● Exercise description: Count how many lines of the following rows contain the string "below", treating uppercase and lowercase letters as distinct. Report only the number.

** start Exercise data **

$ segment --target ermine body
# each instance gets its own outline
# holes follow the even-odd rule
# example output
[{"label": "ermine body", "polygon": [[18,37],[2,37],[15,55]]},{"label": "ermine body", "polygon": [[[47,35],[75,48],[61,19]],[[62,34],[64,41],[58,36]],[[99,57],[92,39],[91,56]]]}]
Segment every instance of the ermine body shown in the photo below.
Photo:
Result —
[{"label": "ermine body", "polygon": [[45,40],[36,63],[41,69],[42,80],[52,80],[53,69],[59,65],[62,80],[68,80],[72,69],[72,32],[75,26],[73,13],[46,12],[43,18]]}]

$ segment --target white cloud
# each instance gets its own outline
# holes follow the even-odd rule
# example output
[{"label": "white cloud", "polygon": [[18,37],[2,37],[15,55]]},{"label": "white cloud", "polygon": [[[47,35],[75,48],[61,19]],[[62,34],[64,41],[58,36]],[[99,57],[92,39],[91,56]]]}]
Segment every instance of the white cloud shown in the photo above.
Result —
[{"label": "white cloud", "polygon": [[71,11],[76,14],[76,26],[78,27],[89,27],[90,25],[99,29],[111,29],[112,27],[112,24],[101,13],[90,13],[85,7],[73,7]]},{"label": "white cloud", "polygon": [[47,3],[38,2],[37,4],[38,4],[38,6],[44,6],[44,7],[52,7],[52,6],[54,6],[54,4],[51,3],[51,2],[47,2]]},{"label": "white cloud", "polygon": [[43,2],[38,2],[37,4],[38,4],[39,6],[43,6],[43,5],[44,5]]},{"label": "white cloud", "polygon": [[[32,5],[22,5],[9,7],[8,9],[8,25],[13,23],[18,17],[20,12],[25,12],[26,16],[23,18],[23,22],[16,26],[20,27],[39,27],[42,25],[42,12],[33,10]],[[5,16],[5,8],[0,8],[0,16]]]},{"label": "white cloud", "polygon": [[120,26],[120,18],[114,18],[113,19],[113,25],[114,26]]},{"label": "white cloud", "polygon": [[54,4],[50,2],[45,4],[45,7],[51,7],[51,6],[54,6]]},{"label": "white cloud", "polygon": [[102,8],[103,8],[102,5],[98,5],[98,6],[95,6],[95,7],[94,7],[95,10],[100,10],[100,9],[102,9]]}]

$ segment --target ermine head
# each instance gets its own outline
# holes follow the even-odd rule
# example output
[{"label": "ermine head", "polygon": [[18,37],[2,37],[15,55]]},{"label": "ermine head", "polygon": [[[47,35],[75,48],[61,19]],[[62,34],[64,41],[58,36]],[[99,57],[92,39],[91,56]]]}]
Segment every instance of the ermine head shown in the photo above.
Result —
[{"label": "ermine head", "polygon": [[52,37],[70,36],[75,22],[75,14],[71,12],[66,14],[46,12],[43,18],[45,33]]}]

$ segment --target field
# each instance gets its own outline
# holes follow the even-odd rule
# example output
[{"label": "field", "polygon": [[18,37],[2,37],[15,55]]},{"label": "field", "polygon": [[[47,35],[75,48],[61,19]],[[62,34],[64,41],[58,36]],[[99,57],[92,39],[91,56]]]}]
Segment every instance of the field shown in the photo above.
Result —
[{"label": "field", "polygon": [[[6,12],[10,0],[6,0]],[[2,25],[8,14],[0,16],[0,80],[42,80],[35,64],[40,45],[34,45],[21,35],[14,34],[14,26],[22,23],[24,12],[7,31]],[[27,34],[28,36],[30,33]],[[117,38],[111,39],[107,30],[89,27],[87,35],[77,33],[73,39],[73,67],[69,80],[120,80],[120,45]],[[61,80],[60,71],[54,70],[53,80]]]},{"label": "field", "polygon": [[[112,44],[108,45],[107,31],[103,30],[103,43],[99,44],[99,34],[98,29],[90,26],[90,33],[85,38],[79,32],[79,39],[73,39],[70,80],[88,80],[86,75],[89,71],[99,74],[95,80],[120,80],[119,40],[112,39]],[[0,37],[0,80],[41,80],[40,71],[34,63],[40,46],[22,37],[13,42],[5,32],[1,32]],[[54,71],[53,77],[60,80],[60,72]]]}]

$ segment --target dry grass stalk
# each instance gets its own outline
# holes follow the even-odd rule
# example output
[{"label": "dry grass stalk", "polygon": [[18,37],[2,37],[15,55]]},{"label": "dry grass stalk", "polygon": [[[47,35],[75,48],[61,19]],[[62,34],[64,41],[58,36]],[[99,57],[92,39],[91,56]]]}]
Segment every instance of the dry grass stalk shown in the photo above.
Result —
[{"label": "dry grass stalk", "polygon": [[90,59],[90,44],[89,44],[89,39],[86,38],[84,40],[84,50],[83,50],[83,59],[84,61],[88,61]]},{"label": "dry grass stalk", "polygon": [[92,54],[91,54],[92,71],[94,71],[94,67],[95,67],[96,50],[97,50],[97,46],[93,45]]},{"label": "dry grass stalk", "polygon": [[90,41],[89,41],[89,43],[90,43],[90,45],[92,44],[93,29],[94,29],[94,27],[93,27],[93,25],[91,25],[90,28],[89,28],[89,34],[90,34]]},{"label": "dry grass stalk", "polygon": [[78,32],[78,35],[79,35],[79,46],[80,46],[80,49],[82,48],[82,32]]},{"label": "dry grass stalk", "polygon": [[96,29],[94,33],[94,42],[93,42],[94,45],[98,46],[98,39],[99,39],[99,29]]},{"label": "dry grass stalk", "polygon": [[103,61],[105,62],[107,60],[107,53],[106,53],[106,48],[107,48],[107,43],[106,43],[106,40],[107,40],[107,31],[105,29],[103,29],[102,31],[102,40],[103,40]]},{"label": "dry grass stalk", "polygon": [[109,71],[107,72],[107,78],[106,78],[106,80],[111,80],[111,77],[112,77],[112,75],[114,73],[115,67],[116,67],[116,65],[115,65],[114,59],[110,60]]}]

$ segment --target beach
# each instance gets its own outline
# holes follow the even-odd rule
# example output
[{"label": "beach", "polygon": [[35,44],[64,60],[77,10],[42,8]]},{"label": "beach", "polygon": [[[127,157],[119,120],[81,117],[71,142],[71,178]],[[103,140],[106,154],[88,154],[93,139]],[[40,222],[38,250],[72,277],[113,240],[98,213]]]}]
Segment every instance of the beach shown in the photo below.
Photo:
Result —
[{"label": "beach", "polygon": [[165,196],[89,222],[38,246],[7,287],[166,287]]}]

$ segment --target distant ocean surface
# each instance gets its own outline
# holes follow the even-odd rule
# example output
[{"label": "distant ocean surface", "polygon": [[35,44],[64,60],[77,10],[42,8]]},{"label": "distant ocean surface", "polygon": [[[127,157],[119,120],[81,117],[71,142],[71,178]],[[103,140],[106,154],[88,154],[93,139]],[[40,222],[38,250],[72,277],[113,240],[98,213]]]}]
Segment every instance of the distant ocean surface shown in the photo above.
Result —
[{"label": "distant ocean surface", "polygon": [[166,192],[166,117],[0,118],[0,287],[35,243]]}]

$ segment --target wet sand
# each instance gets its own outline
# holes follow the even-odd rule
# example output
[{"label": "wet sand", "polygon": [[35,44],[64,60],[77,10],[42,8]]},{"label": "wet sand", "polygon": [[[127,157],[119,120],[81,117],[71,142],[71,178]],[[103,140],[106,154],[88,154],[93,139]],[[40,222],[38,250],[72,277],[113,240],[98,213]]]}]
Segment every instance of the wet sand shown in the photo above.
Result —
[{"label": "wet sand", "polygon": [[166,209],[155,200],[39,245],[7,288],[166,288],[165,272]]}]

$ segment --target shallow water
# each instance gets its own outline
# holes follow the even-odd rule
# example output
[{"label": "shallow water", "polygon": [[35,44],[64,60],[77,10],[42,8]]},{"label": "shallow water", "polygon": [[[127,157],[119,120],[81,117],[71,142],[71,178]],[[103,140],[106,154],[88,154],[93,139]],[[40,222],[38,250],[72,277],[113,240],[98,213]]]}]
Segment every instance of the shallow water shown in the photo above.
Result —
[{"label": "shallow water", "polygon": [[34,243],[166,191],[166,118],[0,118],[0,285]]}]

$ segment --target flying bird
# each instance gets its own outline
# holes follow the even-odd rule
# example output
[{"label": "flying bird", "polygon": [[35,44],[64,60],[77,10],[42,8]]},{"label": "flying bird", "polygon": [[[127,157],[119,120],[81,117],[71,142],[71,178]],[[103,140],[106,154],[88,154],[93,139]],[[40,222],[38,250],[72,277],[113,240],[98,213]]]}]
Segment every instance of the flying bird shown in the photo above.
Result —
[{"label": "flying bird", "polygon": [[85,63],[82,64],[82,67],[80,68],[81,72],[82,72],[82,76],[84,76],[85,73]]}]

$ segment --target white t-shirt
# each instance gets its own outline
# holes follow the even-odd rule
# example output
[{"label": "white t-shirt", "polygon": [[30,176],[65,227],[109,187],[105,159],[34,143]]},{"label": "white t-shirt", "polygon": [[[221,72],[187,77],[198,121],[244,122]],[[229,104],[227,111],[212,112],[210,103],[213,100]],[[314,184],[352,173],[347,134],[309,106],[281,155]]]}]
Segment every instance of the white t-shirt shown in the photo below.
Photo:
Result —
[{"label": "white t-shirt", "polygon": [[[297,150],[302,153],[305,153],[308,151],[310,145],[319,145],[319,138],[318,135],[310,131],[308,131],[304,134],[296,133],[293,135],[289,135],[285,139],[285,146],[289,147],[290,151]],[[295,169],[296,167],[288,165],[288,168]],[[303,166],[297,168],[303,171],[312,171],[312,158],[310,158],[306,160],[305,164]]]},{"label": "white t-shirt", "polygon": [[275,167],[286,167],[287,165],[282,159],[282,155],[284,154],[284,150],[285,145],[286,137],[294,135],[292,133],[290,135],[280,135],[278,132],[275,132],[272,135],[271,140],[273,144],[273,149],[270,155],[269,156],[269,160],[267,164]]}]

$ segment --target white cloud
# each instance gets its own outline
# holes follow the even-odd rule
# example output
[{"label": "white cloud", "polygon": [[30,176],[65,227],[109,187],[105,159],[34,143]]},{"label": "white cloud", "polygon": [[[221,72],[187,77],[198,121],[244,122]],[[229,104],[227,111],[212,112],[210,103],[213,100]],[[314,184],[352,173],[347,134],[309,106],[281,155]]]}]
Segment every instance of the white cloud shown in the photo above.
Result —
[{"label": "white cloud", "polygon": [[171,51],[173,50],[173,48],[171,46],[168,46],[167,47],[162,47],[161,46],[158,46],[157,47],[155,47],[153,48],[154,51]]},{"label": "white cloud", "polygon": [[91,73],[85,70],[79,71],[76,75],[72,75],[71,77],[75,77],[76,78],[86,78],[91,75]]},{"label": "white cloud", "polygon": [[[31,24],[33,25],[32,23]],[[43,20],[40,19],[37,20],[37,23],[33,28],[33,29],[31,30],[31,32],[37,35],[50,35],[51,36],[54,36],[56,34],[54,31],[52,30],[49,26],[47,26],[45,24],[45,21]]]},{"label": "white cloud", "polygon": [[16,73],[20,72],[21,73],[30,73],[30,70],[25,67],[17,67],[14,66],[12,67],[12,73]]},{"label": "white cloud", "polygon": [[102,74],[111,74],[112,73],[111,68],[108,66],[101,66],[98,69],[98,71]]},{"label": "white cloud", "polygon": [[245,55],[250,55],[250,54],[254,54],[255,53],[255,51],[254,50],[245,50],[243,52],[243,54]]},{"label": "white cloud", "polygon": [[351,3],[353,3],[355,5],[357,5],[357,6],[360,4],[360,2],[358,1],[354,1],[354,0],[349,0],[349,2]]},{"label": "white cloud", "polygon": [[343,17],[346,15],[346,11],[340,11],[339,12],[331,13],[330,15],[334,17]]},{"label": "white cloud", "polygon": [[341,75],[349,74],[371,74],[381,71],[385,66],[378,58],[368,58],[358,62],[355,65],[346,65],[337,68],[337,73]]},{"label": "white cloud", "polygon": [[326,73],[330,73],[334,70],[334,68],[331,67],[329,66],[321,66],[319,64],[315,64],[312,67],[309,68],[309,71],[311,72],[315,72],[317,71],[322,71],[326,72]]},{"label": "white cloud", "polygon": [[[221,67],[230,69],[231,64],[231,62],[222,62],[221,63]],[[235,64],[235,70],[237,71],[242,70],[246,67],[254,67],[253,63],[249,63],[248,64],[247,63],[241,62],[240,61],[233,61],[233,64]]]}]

** end Exercise data **

● Output: 3